:: REQUIREMENTS ::
Your task is to reproduce the entries below word for word.

— START OF MATERIAL SUPPLIED —

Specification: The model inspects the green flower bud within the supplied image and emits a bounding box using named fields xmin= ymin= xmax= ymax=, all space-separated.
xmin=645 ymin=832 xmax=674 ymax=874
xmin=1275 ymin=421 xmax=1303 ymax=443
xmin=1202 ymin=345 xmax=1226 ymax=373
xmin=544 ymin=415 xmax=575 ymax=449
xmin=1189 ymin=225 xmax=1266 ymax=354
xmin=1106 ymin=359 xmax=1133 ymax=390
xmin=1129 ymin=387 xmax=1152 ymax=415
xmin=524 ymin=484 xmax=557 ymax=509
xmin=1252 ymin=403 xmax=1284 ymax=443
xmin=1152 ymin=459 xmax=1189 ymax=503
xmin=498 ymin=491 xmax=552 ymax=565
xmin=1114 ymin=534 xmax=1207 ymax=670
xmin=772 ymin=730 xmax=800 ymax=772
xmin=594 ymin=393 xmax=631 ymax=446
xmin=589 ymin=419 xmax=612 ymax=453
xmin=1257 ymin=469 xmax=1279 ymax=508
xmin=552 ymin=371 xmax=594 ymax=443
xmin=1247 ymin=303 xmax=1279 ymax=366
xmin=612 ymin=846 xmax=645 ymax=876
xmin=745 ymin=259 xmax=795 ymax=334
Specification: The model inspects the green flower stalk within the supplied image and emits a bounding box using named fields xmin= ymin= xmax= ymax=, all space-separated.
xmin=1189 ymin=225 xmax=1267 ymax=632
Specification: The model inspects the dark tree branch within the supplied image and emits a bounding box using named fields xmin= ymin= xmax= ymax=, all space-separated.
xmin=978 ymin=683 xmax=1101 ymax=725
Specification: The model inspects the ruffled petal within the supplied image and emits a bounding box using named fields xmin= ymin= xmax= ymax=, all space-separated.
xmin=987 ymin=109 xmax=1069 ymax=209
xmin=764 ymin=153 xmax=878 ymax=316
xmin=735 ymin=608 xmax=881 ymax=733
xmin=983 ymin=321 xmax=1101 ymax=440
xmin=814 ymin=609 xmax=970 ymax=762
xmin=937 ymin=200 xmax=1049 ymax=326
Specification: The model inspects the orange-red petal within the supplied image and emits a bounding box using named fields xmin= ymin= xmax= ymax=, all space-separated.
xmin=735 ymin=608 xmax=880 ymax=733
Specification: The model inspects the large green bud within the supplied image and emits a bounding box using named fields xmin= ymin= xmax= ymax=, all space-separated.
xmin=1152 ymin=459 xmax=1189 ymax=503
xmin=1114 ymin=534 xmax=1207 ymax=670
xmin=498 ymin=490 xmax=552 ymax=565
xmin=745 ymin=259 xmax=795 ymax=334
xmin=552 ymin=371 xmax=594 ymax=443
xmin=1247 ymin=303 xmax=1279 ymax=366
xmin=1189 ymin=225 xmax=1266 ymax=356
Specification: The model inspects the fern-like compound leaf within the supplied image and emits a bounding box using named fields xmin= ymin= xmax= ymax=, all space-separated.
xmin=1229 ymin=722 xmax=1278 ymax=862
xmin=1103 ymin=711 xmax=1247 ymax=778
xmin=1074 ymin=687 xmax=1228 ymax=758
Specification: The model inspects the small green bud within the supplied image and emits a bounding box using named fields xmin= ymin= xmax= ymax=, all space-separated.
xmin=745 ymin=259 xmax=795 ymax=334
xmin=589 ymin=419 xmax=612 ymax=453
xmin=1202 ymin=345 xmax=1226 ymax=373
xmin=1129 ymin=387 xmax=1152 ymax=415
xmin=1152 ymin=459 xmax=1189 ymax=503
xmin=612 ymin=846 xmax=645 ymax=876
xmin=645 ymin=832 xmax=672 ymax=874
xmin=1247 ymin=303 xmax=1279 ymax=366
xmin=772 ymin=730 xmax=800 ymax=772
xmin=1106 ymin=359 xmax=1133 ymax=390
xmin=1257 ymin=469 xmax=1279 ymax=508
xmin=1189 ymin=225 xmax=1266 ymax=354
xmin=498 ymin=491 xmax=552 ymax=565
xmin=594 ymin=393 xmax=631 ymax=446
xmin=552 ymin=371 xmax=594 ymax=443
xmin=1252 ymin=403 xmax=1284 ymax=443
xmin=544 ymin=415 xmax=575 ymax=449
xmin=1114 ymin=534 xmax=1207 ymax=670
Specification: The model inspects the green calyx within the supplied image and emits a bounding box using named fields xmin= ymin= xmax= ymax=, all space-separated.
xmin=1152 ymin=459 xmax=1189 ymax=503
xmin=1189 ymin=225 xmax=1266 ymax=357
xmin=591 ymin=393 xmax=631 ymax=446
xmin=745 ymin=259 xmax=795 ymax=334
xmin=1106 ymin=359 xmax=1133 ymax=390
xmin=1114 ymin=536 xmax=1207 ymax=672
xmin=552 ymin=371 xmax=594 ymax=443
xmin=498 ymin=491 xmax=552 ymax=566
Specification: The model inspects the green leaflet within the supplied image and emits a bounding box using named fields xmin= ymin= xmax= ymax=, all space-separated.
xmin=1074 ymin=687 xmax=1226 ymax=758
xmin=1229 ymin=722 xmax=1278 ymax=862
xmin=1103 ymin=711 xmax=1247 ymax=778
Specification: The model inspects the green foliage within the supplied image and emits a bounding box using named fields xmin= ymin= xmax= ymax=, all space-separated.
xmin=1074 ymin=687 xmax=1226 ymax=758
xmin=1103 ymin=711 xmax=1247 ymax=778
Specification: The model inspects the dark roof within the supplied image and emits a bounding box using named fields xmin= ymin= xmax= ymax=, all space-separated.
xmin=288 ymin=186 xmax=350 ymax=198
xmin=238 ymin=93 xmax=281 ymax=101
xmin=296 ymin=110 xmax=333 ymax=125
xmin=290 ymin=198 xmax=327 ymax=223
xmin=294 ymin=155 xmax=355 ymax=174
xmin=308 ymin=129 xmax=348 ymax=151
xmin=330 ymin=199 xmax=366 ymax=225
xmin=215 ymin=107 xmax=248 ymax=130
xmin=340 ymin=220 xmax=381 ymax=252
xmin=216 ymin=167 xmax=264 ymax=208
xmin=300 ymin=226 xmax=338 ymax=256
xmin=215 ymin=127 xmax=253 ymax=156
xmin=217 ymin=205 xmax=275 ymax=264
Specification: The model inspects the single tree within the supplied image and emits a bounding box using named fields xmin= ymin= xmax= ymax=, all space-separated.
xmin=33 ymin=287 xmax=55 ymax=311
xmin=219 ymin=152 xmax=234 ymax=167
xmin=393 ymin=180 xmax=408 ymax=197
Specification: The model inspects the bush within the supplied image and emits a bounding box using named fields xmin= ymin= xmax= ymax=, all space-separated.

— END OF MATERIAL SUPPLIED —

:: THE COMPLETED TASK ::
Specification: The model inspects the green flower bud within the supplied image and emits a bounding box using named fields xmin= ymin= xmax= ymax=, all space-separated.
xmin=645 ymin=832 xmax=674 ymax=874
xmin=1275 ymin=421 xmax=1303 ymax=443
xmin=1202 ymin=345 xmax=1226 ymax=373
xmin=544 ymin=415 xmax=575 ymax=449
xmin=1189 ymin=225 xmax=1266 ymax=354
xmin=1106 ymin=359 xmax=1133 ymax=390
xmin=1129 ymin=387 xmax=1152 ymax=415
xmin=524 ymin=484 xmax=557 ymax=509
xmin=1252 ymin=403 xmax=1284 ymax=443
xmin=1152 ymin=459 xmax=1189 ymax=503
xmin=498 ymin=491 xmax=552 ymax=565
xmin=1114 ymin=534 xmax=1207 ymax=670
xmin=772 ymin=730 xmax=800 ymax=772
xmin=594 ymin=393 xmax=631 ymax=446
xmin=589 ymin=419 xmax=612 ymax=453
xmin=1257 ymin=469 xmax=1279 ymax=508
xmin=552 ymin=371 xmax=594 ymax=443
xmin=1247 ymin=303 xmax=1279 ymax=366
xmin=612 ymin=846 xmax=645 ymax=876
xmin=745 ymin=259 xmax=795 ymax=334
Specification: The model inspects the green flower stalk within the supplied image and emits a bounding box using named fields xmin= ymin= xmax= ymax=, all space-separated.
xmin=1189 ymin=225 xmax=1267 ymax=632
Specification: The model inspects the dark tree branch within the supplied image and emits a bounding box using named fields xmin= ymin= xmax= ymax=, all space-separated.
xmin=978 ymin=683 xmax=1101 ymax=725
Specification: The model inspects the ruffled petal within the supplied image and emits a bounding box using named fields xmin= ymin= xmax= ymax=, all space-separated.
xmin=987 ymin=109 xmax=1069 ymax=209
xmin=764 ymin=153 xmax=878 ymax=316
xmin=735 ymin=608 xmax=881 ymax=733
xmin=983 ymin=321 xmax=1101 ymax=440
xmin=814 ymin=609 xmax=970 ymax=762
xmin=937 ymin=200 xmax=1049 ymax=326
Specification: The model inspects the orange-red petal within the supplied image and emits a bounding box using named fields xmin= ymin= xmax= ymax=, all space-separated.
xmin=735 ymin=608 xmax=880 ymax=733
Specification: The model inspects the large green bud within the supplied image and emits a bounding box using named fields xmin= ymin= xmax= ymax=, all space-separated.
xmin=1152 ymin=459 xmax=1189 ymax=503
xmin=1114 ymin=534 xmax=1207 ymax=670
xmin=498 ymin=490 xmax=552 ymax=565
xmin=745 ymin=259 xmax=795 ymax=334
xmin=552 ymin=371 xmax=594 ymax=443
xmin=1247 ymin=303 xmax=1279 ymax=366
xmin=1189 ymin=225 xmax=1266 ymax=356
Specification: The model inspects the fern-like compound leaf within the supplied image and emits a bounding box using named fields xmin= ymin= xmax= ymax=, all space-separated.
xmin=1229 ymin=722 xmax=1278 ymax=862
xmin=1103 ymin=711 xmax=1247 ymax=778
xmin=1074 ymin=687 xmax=1228 ymax=758
Specification: The model inspects the small green bud within the supplied image and emits a bounding box using named fields xmin= ymin= xmax= ymax=, all space-separated.
xmin=745 ymin=259 xmax=795 ymax=334
xmin=589 ymin=419 xmax=612 ymax=453
xmin=1202 ymin=345 xmax=1226 ymax=373
xmin=1129 ymin=387 xmax=1152 ymax=415
xmin=1152 ymin=459 xmax=1189 ymax=503
xmin=612 ymin=846 xmax=645 ymax=876
xmin=645 ymin=832 xmax=672 ymax=874
xmin=1247 ymin=303 xmax=1279 ymax=366
xmin=772 ymin=730 xmax=800 ymax=772
xmin=1106 ymin=359 xmax=1133 ymax=390
xmin=1257 ymin=469 xmax=1279 ymax=508
xmin=1189 ymin=225 xmax=1266 ymax=354
xmin=498 ymin=491 xmax=552 ymax=565
xmin=594 ymin=393 xmax=631 ymax=446
xmin=552 ymin=371 xmax=594 ymax=443
xmin=1252 ymin=403 xmax=1284 ymax=443
xmin=544 ymin=415 xmax=575 ymax=449
xmin=1114 ymin=534 xmax=1207 ymax=670
Specification: The model inspects the green calyx within the supplied image and emits a bounding box using named fields xmin= ymin= xmax= ymax=, all space-separated.
xmin=1152 ymin=459 xmax=1189 ymax=503
xmin=1189 ymin=225 xmax=1266 ymax=357
xmin=591 ymin=393 xmax=631 ymax=446
xmin=745 ymin=259 xmax=795 ymax=334
xmin=1106 ymin=359 xmax=1133 ymax=390
xmin=1114 ymin=536 xmax=1207 ymax=672
xmin=552 ymin=371 xmax=594 ymax=443
xmin=498 ymin=491 xmax=552 ymax=566
Specification: The model inspects the green leaflet within the supplied image and emits a bounding box using named fields xmin= ymin= xmax= ymax=, all space-separated.
xmin=1074 ymin=687 xmax=1226 ymax=758
xmin=1229 ymin=722 xmax=1278 ymax=862
xmin=1103 ymin=711 xmax=1247 ymax=778
Specification: The model inspects the green foliage within the supplied image and emits a bounding box using named fields xmin= ymin= xmax= ymax=, all space-separated.
xmin=1074 ymin=687 xmax=1226 ymax=758
xmin=1103 ymin=711 xmax=1247 ymax=778
Specification: The model inspects the dark roof within the supplied image and emits a bounding box using named fields xmin= ymin= xmax= ymax=, all space-separated.
xmin=288 ymin=186 xmax=350 ymax=198
xmin=238 ymin=93 xmax=281 ymax=101
xmin=296 ymin=110 xmax=333 ymax=125
xmin=290 ymin=198 xmax=327 ymax=223
xmin=294 ymin=155 xmax=355 ymax=174
xmin=308 ymin=129 xmax=348 ymax=151
xmin=330 ymin=199 xmax=366 ymax=225
xmin=215 ymin=107 xmax=248 ymax=130
xmin=340 ymin=220 xmax=381 ymax=252
xmin=216 ymin=167 xmax=264 ymax=208
xmin=300 ymin=226 xmax=338 ymax=256
xmin=215 ymin=127 xmax=253 ymax=156
xmin=217 ymin=205 xmax=275 ymax=264
Specification: The model inspects the single tree within the supplied image and emits a bounding box using named fields xmin= ymin= xmax= ymax=, all space-separated.
xmin=33 ymin=287 xmax=55 ymax=311
xmin=219 ymin=152 xmax=234 ymax=167
xmin=393 ymin=180 xmax=408 ymax=197
Specification: The model inspects the bush within the supplied image and emits a bounding box using named fields xmin= ymin= xmax= ymax=, all space-separated.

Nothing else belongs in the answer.